#### EXERCICE PROPOSÉ
Présentez sous forme de liste le paragraphe de l'extrait de page ci-dessous qui commence par « En premier lieu l'auteur s'attache », en gardant ses faits principaux.

#### EXTRAIT DE PAGE
__________
Dans ce livre, qui constitue la version remaniée d’une thèse de doctorat soutenue en 2005 à l’université d’Orléans, Gaël Rideau pose la question de la déchristianisation au Siècle des lumières dans la ville d’Orléans et dans quelques paroisses de l’archidiaconé. L’auteur a su reconstituer un corpus de sources cohérent avec d’autant plus de talent que les archives départementales ont subi des destructions massives en 1940. L’analyse des sources a permis d’évaluer la participation des laïcs à la vie religieuse et d’en étudier les modalités d’expression.
En premier lieu l’auteur s’attache à l’étude des lieux de culte, à leur transformation. L’examen des comptes paroissiaux révèle les bonnes capacités financières des fabriques gérées par les marguilliers issus de la sphère des notables. Les ressources casuelles, en constante augmentation tout au long du XVIIIe siècle grâce à l’adjudication des bancs, permettent d’entreprendre des travaux de réparation, d’entretien mais aussi de décoration des églises. Une démarche en parfaite adéquation avec les prescriptions tridentines mais le système de location des bancs a pour effet d’exclure les fidèles les plus pauvres. L’organisation des fêtes, des processions et des pèlerinages, le fonctionnement des confréries fournissent d’autres indicateurs de l’expression collective de la dévotion. Les évêques limitent le nombre de jours de fête célébrés durant la semaine, ce qui induit un mouvement de laïcisation ; par ailleurs ils réussissent à encadrer les processions pour éviter les manquements à l’ordre et à la décence. Mais cette volonté d’éviter les abus a pour effet de freiner la spontanéité populaire et de réduire la vitalité religieuse. Autre indice de laïcisation : la modification progressive de la procession du 8 mai en l’honneur de Jeanne d’Arc, initiée par les notables, entérinée par les prélats. En 1790 l’ancien tracé est abandonné et la procession peut alors emprunter les rues bordées par les belles demeures récemment construites par les élites. L’événement religieux prend une nouvelle dimension, sociale et politique.
__________
#### ENREGISTREMENTS

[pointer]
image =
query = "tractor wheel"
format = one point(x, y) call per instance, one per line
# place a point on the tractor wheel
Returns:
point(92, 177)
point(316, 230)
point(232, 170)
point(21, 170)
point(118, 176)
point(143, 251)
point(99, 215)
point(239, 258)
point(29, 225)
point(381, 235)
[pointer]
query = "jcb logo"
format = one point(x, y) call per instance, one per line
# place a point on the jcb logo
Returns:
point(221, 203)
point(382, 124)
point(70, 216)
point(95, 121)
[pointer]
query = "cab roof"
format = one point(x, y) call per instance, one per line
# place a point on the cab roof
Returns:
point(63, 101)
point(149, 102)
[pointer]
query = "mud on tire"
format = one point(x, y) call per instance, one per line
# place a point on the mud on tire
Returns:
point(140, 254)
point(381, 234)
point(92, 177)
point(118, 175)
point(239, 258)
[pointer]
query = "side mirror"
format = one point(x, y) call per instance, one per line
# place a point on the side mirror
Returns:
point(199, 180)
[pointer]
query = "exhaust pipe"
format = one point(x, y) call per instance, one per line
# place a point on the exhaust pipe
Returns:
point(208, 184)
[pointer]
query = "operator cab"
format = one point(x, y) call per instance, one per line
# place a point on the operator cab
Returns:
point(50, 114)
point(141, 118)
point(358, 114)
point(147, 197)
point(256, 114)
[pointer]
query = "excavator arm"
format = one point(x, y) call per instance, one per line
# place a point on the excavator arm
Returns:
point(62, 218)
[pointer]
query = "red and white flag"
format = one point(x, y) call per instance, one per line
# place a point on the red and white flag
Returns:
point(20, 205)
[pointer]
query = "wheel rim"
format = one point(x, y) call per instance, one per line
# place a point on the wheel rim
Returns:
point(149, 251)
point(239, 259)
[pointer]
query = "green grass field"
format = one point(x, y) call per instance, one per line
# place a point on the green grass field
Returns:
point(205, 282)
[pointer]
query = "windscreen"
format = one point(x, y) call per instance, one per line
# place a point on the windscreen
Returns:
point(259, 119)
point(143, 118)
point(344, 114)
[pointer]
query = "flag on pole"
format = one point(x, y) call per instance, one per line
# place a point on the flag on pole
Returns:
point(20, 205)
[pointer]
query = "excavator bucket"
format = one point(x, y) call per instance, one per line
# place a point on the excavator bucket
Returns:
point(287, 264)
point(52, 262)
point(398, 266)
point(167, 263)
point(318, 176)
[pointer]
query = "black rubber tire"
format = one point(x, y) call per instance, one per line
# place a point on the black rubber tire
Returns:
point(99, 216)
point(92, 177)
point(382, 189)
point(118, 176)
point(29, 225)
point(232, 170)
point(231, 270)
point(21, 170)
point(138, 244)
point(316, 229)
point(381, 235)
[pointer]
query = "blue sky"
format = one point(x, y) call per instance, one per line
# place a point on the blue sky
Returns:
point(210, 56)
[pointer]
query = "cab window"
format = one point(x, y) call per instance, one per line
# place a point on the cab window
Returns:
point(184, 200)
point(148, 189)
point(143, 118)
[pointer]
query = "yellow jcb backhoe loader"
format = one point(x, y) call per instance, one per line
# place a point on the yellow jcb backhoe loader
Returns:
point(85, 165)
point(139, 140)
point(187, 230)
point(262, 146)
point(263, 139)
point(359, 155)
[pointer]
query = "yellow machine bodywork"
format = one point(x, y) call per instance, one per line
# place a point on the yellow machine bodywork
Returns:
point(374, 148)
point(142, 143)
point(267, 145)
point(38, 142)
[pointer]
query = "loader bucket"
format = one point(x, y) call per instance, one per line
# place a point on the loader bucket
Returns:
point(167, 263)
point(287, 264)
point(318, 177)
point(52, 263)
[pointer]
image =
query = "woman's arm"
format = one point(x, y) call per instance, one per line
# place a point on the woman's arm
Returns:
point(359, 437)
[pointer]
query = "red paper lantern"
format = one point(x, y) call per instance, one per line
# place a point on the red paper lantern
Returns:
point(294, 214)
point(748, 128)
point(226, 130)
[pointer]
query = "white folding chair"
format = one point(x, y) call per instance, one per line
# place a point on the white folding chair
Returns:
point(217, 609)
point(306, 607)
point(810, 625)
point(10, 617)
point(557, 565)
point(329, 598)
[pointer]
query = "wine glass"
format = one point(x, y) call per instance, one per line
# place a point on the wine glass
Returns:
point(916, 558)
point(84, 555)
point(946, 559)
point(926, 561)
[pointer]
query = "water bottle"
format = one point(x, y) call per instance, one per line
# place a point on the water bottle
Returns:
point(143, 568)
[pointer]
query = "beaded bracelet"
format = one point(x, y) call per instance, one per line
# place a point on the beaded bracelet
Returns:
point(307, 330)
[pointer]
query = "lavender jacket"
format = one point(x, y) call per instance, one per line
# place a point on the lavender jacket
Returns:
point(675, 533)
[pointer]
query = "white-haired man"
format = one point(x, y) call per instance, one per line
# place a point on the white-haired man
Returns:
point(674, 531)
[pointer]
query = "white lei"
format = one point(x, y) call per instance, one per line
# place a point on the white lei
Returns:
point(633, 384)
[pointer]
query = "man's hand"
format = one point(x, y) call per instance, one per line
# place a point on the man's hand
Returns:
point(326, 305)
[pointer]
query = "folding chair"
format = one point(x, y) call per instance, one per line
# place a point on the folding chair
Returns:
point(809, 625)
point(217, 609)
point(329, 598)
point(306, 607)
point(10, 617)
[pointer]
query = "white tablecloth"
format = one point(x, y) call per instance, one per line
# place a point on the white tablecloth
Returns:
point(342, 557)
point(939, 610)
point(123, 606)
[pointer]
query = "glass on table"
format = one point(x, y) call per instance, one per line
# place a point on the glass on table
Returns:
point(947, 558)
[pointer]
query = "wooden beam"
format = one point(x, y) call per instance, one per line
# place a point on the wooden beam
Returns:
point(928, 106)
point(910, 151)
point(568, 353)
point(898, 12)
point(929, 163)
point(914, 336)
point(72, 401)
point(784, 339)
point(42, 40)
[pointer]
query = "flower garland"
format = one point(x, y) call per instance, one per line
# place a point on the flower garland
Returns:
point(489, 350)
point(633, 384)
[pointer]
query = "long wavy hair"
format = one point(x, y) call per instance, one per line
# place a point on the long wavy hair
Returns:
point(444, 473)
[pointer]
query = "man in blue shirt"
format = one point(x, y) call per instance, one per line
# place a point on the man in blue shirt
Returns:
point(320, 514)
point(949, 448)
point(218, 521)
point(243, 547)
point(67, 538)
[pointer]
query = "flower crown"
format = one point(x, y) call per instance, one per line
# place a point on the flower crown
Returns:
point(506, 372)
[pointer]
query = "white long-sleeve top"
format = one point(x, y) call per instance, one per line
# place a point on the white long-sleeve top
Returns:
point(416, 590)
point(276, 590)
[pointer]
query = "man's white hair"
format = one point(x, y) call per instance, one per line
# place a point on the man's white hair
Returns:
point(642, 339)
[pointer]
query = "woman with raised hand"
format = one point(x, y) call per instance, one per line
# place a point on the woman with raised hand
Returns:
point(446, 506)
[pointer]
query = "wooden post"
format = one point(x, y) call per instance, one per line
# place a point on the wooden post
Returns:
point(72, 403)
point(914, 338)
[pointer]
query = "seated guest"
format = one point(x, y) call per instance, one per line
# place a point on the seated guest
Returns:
__________
#### RÉSULTAT ATTENDU
- L'auteur étudie d'abord les lieux de culte et leur transformation.
- Les comptes paroissiaux montrent la bonne santé financière des fabriques, gérées par des marguilliers issus des notables.
- Les ressources casuelles, en hausse tout au long du XVIIIe siècle grâce à l'adjudication des bancs, financent la réparation, l'entretien et la décoration des églises.
- Cette démarche est conforme aux prescriptions tridentines, mais la location des bancs exclut les fidèles les plus pauvres.
- Les fêtes, processions, pèlerinages et confréries servent d'autres indicateurs de la dévotion collective.
- Les évêques limitent les jours de fête en semaine, ce qui induit une laïcisation, et encadrent les processions pour éviter les manquements à l'ordre et à la décence.
- Cet encadrement freine la spontanéité populaire et réduit la vitalité religieuse.
- La procession du 8 mai en l'honneur de Jeanne d'Arc est progressivement modifiée à l'initiative des notables, avec l'aval des prélats.
- En 1790, l'ancien tracé est abandonné au profit des rues bordées par les nouvelles demeures des élites, et l'événement prend une dimension sociale et politique.